Problem statement => Reproduce the entries shown below only from the line with "x=379, y=299" down to the line with "x=226, y=58", keeping both end lines and copying each one exactly.

** Opening Extracted data block **

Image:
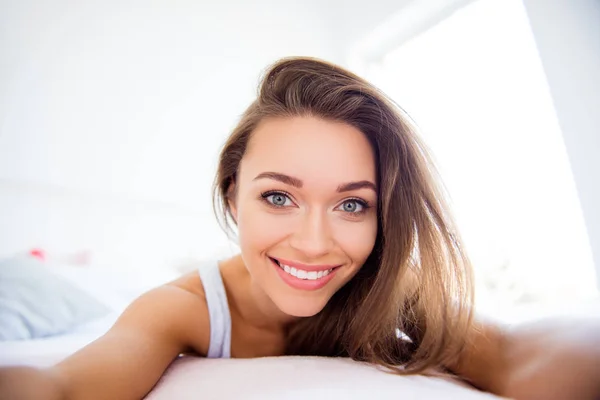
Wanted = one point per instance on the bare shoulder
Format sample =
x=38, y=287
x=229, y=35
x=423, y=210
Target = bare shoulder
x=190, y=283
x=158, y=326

** Closing Extracted data block **
** Opening Extracted data block **

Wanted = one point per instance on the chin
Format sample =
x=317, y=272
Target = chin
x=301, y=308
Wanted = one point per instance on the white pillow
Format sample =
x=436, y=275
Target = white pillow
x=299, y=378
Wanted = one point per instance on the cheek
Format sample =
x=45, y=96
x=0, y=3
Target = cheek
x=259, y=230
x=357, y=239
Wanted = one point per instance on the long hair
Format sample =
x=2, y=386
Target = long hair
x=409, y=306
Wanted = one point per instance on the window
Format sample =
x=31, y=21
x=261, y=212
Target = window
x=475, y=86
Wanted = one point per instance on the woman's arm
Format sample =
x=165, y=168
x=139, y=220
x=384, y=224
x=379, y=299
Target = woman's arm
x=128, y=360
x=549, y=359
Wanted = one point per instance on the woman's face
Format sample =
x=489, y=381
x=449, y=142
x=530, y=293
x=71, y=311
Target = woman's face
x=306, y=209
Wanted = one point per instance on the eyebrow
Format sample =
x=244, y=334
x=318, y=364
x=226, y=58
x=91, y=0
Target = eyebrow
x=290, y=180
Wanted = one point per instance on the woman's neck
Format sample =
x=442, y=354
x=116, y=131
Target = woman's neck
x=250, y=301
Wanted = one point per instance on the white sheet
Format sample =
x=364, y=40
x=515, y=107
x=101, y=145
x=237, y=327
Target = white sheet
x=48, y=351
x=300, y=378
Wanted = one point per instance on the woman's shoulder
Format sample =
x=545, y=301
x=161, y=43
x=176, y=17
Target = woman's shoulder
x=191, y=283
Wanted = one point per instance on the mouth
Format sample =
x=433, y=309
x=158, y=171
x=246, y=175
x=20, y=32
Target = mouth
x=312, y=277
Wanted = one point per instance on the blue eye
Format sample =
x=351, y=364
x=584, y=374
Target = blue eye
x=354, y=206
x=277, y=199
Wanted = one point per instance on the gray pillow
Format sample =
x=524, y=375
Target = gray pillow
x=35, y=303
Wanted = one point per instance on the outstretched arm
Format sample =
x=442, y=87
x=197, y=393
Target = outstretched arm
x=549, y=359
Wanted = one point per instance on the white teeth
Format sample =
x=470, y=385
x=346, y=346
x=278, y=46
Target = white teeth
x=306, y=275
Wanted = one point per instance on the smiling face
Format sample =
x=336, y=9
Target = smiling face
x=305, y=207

** Closing Extracted data block **

Your response =>
x=379, y=299
Target = woman's arm
x=128, y=360
x=549, y=359
Wanted = one point per instance on the woman's face
Format sample =
x=489, y=381
x=449, y=142
x=530, y=293
x=71, y=311
Target = woman's face
x=306, y=209
Wanted = one point per instance on the eyebrow
Format sample =
x=244, y=334
x=318, y=364
x=226, y=58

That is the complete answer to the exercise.